* [YOUR TASK] Output the stretch of the records from the line containing "Task: identify the wooden chair" through the end of the records as a numbered list, leaving out any blank lines.

Excerpts of pointing data
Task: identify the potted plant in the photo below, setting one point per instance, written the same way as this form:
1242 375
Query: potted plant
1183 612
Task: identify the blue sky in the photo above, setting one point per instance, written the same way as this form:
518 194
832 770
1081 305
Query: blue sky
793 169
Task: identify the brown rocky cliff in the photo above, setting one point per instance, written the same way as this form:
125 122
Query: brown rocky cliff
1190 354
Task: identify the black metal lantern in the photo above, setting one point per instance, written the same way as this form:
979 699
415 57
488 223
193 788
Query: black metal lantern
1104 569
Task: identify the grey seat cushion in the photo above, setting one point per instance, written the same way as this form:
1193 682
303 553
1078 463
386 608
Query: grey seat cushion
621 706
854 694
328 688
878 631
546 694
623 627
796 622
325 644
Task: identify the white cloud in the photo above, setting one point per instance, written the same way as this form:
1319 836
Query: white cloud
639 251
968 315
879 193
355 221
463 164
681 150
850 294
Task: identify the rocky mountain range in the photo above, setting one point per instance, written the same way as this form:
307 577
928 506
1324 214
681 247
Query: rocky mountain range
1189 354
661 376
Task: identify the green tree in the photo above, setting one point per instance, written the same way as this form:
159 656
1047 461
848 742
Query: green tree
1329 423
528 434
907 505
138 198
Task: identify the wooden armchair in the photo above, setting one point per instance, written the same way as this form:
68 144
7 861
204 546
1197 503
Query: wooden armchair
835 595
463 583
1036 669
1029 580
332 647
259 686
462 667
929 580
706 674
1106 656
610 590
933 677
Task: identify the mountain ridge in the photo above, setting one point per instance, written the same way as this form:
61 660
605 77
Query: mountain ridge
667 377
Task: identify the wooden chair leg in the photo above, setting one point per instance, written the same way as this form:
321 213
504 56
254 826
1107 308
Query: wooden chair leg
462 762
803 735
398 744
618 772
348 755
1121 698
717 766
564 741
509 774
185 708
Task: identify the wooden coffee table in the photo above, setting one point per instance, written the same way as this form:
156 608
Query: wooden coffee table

* [EXERCISE SOLUTION]
1. Task: identify the wooden chair leg in the photo above, setting one point per instance, written the same way as this form:
2. 321 213
3. 504 56
4. 254 826
5. 1107 308
6. Query: wooden chair leg
7. 462 762
8. 803 735
9. 398 744
10. 618 772
11. 348 755
12. 1121 698
13. 717 766
14. 564 741
15. 509 774
16. 185 708
17. Task: identify the wooden coffee table in the photo above, setting one point per instance, written the same way as this form:
18. 156 608
19. Query: wooden coffee table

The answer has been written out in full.